* **EXERCISE INSTRUCTIONS**: Each line below should be repeated exactly as written, with no pictures carried over.

* **LISTED RECORDS**:
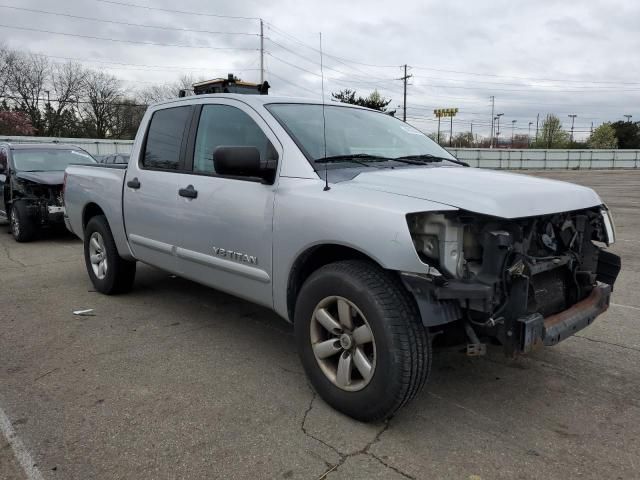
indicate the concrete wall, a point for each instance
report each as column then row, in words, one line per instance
column 91, row 145
column 547, row 159
column 476, row 157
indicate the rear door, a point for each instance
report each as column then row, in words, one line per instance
column 226, row 230
column 152, row 211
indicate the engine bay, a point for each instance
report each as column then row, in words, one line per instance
column 490, row 273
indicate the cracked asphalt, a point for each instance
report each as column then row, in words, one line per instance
column 179, row 381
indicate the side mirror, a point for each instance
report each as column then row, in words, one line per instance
column 242, row 162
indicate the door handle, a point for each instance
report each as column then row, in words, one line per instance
column 188, row 192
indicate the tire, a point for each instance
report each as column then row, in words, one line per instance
column 22, row 227
column 399, row 352
column 108, row 271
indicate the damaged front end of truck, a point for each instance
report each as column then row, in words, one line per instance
column 42, row 198
column 522, row 283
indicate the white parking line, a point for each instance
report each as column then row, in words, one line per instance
column 19, row 450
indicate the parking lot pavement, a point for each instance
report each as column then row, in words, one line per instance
column 179, row 381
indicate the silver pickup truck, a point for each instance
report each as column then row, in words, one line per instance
column 372, row 240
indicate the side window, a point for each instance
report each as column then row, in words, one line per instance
column 164, row 138
column 222, row 125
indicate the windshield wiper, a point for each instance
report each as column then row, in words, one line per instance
column 361, row 158
column 429, row 158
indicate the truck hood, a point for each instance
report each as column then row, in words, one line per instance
column 45, row 178
column 488, row 192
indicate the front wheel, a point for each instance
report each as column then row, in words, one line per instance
column 361, row 340
column 108, row 271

* **ANSWER BOX**:
indicate the concrete wall, a point for each instance
report each as column then row, in words, one line per instance
column 91, row 145
column 547, row 159
column 476, row 157
indicate the rear door, a point for each instance
report each as column then row, in words, one line per instance
column 226, row 230
column 152, row 211
indicate the engine bay, a point for each instance
report each as column then row, in words, one line per instance
column 490, row 273
indicate the cracked asphalt, a point for each instance
report each as column then row, in words, one line per instance
column 179, row 381
indicate the side mirror, a point for each instance
report each as column then row, in words, one line per instance
column 242, row 162
indicate the door handle, a point for each instance
report each as column then row, in words, one line per instance
column 188, row 192
indicate the tire, a point for each instance
report each as column then row, in words, one line per instance
column 22, row 227
column 399, row 352
column 108, row 271
indicate the damaged front end of truck, a point for each instance
report each as column then row, in words, one line per instance
column 42, row 198
column 522, row 283
indicate the white parking line, a point for each instance
report each as column then row, in words, one line per instance
column 19, row 450
indicate the parking lot pavement, a point for each instance
report each as column then row, in words, one line per instance
column 179, row 381
indicate the silver pickup truck, a point for each instance
report each as column then row, in words, one line per instance
column 372, row 240
indicate the side window, a point for each instance
report each as column then row, in words, one line per instance
column 164, row 138
column 222, row 125
indicate the windshield wiper, a point for each instance
report each as column then row, in words, one line per instance
column 361, row 158
column 429, row 158
indicate the truck hood, a point for each instance
report each as column then row, in words, one line per instance
column 45, row 178
column 488, row 192
indicate the front wheel, a point for each instance
report each as column then row, in words, one line per instance
column 361, row 340
column 108, row 271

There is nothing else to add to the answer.